◆ EXERCISE REQUIREMENTS:
Count how many lines of the data include the string "JSON", then say that number and stop.

◆ ENTRIES SHOWN:
######

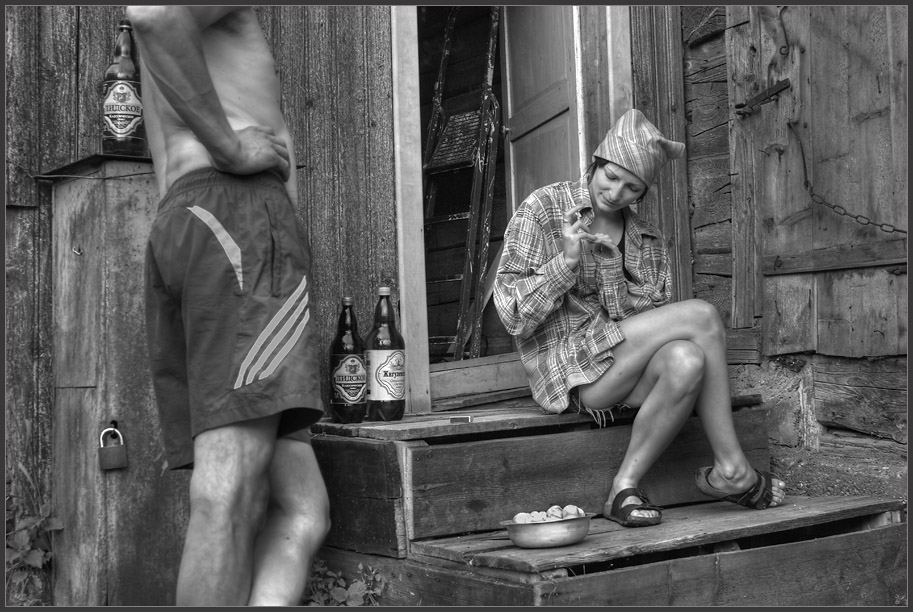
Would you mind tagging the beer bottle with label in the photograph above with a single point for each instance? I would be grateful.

######

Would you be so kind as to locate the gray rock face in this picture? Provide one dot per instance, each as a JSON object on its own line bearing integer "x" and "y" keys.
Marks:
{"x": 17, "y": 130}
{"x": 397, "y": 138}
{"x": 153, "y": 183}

######

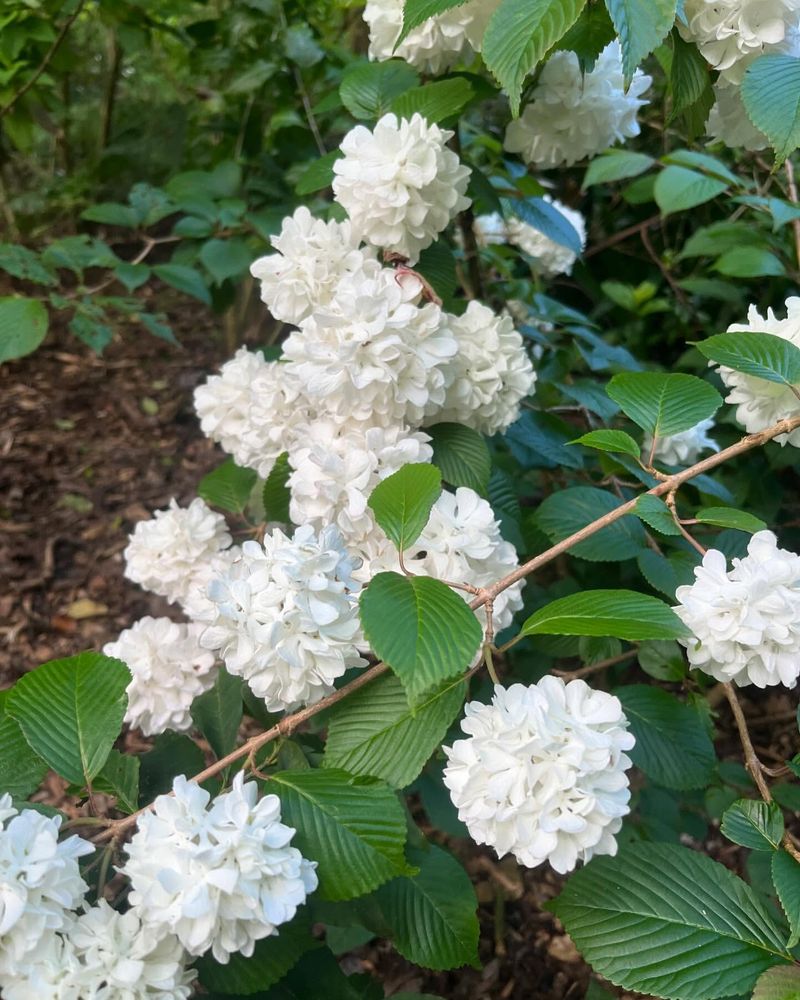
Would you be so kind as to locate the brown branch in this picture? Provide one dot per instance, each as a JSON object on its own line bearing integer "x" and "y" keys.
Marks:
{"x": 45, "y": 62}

######

◆ RESPONSE BOX:
2